Aim of the exercise: Reproduce the listing below exactly, minus its pictures.

Working data:
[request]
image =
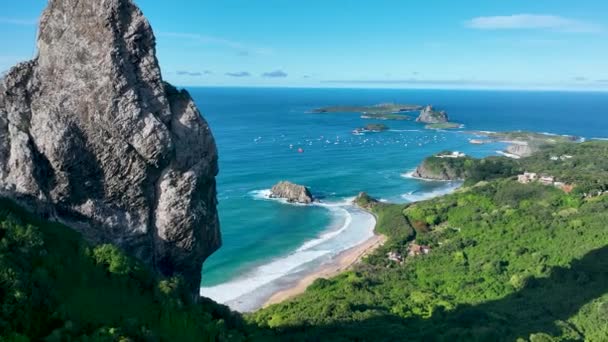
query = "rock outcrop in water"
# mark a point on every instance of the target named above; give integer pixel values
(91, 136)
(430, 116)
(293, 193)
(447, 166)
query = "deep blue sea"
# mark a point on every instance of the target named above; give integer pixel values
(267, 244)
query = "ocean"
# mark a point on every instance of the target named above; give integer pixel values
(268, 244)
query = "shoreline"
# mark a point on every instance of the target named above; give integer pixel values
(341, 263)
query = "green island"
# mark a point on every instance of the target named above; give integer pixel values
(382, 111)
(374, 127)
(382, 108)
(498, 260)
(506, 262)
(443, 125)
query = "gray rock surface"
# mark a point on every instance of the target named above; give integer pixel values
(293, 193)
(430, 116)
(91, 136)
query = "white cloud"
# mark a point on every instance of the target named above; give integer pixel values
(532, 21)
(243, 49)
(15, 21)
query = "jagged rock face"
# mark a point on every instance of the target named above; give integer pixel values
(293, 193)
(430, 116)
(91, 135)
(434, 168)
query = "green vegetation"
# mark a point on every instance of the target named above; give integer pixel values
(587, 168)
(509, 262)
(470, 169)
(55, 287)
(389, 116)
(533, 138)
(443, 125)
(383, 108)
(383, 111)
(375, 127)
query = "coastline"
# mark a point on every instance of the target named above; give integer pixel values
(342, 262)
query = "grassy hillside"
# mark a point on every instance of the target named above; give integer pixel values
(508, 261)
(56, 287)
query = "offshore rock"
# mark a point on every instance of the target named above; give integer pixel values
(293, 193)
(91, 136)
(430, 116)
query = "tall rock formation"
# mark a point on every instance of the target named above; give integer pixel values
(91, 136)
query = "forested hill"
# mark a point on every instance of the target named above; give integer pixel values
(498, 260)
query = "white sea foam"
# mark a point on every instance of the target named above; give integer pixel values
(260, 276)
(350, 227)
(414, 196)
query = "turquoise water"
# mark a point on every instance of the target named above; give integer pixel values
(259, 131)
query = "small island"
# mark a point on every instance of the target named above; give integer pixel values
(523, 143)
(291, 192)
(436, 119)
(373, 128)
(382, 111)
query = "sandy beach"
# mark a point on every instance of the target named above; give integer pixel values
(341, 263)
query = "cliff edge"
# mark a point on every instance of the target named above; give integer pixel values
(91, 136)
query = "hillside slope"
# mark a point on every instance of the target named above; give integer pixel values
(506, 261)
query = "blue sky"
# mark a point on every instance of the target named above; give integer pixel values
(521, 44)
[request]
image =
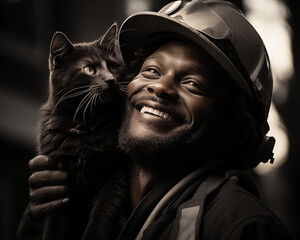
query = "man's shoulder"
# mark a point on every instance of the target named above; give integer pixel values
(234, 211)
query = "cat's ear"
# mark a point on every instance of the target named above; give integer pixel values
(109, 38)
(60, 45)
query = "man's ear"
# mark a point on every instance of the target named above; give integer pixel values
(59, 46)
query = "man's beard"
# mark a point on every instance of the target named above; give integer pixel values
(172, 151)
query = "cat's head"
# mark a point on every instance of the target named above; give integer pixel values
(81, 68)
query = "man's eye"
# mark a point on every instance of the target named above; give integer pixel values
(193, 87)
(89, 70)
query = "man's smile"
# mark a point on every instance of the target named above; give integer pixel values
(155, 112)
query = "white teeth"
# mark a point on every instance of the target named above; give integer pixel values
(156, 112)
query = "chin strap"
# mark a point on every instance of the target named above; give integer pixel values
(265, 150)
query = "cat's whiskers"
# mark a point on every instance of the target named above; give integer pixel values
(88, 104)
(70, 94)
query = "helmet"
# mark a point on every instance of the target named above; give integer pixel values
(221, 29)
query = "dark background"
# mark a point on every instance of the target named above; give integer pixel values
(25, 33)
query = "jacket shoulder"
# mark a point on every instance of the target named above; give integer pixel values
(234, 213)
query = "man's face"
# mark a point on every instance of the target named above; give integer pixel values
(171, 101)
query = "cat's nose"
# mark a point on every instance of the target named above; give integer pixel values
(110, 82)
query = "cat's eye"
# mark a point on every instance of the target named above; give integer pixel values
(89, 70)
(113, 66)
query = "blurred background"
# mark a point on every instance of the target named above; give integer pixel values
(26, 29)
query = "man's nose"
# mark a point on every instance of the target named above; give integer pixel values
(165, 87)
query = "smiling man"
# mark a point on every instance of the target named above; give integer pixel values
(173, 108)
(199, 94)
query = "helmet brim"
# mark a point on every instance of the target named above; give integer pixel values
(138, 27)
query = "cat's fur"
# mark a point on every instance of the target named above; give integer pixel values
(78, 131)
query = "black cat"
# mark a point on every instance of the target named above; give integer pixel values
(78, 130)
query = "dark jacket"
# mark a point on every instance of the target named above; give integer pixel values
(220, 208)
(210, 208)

Complete answer:
[request]
image =
query = "rock outcrop in water"
# mark a point on every instance of the target named above; give integer pixel values
(91, 136)
(430, 116)
(293, 193)
(447, 166)
query = "deep blue sea"
# mark a point on every instance of the target named above; give integer pixel values
(267, 244)
query = "ocean"
# mark a point on every instance of the target named above; give integer pixel values
(268, 244)
query = "shoreline"
# mark a point on every instance of the target named above; give integer pixel values
(341, 263)
query = "green island"
# mark a point on every instance of the target named above; give integer pixel values
(382, 111)
(374, 127)
(382, 108)
(498, 260)
(506, 262)
(443, 125)
query = "gray rock surface"
# mark a point on every instance of the target named above; give integer pixel values
(293, 193)
(430, 116)
(91, 136)
query = "white cloud"
# mark a point on every instance of the target named above; give integer pixel values
(532, 21)
(243, 49)
(15, 21)
query = "jagged rock face"
# mark a point on every instance of the target named above; give integer pixel values
(293, 193)
(430, 116)
(91, 135)
(434, 168)
query = "green vegetation"
# mark a point on every instance of the target named above; give integer pixel values
(587, 168)
(509, 262)
(470, 169)
(55, 287)
(389, 116)
(533, 138)
(443, 125)
(383, 108)
(383, 111)
(375, 127)
query = "coastline"
# mark a point on every instance of the target named above; give integer pixel values
(342, 262)
query = "grassy hillside"
# mark a point on every instance of the target named above; give integer pixel values
(508, 261)
(56, 287)
query = "offshore rock"
# mark a point on every instance of the target named above; give integer pixel values
(293, 193)
(91, 136)
(430, 116)
query = "tall rock formation"
# mark a point on every instance of the target named above; give integer pixel values
(91, 136)
query = "forested hill"
# mark a point on every instance of the target named above; give integer pixel values
(498, 260)
query = "white sea foam"
# mark a point on every instance of the target named above; give integer pixel values
(260, 276)
(350, 227)
(414, 196)
query = "turquoise water"
# mark a point on every instance of the target named above; give integer pixel values
(259, 131)
query = "small island"
# mark a point on every instance of the target named above; give integer pixel values
(523, 143)
(291, 192)
(436, 119)
(373, 128)
(382, 111)
query = "sandy beach"
# mark a point on every instance of the target named above; give integer pixel values
(341, 263)
query = "cliff edge"
# mark a point on every instance of the target named above; give integer pixel values
(91, 136)
query = "hillside slope"
# mark a point on every instance of the target named above; give integer pixel values
(506, 261)
query = "blue sky"
# mark a point on every instance of the target named above; give integer pixel values
(521, 44)
[request]
image =
query = "man's shoulder"
# mark a point on every instance of the target named above; give integer pixel values
(234, 211)
query = "cat's ear"
# mark a point on every instance of the target named above; give integer pixel values
(109, 38)
(60, 45)
query = "man's ear"
# mark a point on every instance of the target named above; give integer pixel values
(59, 46)
query = "man's beard"
# mark a point on every instance of the target named above; give integer pixel values
(172, 151)
query = "cat's head"
# mark a point on every instance of the target named above; give integer pixel values
(81, 68)
query = "man's eye"
# mark a point on every instance of the target named above; give integer pixel values
(193, 87)
(89, 70)
query = "man's smile"
# mark a point on every instance of the target named above; give integer pixel values
(155, 112)
query = "white teeth"
# mark a point on every instance of the target named above; give integer pixel values
(156, 112)
query = "chin strap"
# mark a point on every instance of the target named above; give integer pixel values
(265, 150)
query = "cat's whiskers"
# mark a point on every instance of the target named above; give integer pixel values
(88, 104)
(70, 94)
query = "helmet"
# mark a point on every instance of the target named above; give integer pixel values
(221, 29)
query = "dark background"
# mark a point on every instance of the target named above; give integer pixel values
(25, 33)
query = "jacket shoulder"
# mark a point on every instance of the target named above; give integer pixel values
(234, 213)
query = "man's face"
# mark a point on every instance of the target named above; give integer pixel values
(171, 101)
query = "cat's nose"
# mark a point on every instance of the target named above; give integer pixel values
(110, 82)
query = "cat's eye"
# mark a point on every instance of the target named above; give integer pixel values
(89, 70)
(113, 66)
query = "blurred background"
# mark a point on every instance of the target named above; give integer pixel values
(26, 29)
query = "man's nose"
# mark a point on every instance of the target named above; give integer pixel values
(165, 87)
query = "smiling man"
# mark a point on every instance of the target named above; give integer pixel values
(173, 108)
(199, 94)
query = "helmet brim"
# mark a point on every instance of the target named above; give integer pixel values
(138, 27)
query = "cat's fur"
# mark a point on every instance of the target named above; give integer pixel values
(78, 131)
query = "black cat"
# mark a point on every instance of the target named above; give integer pixel values
(78, 130)
query = "dark jacket"
# mark a point on every instance of the target named above; give integer pixel values
(220, 208)
(210, 208)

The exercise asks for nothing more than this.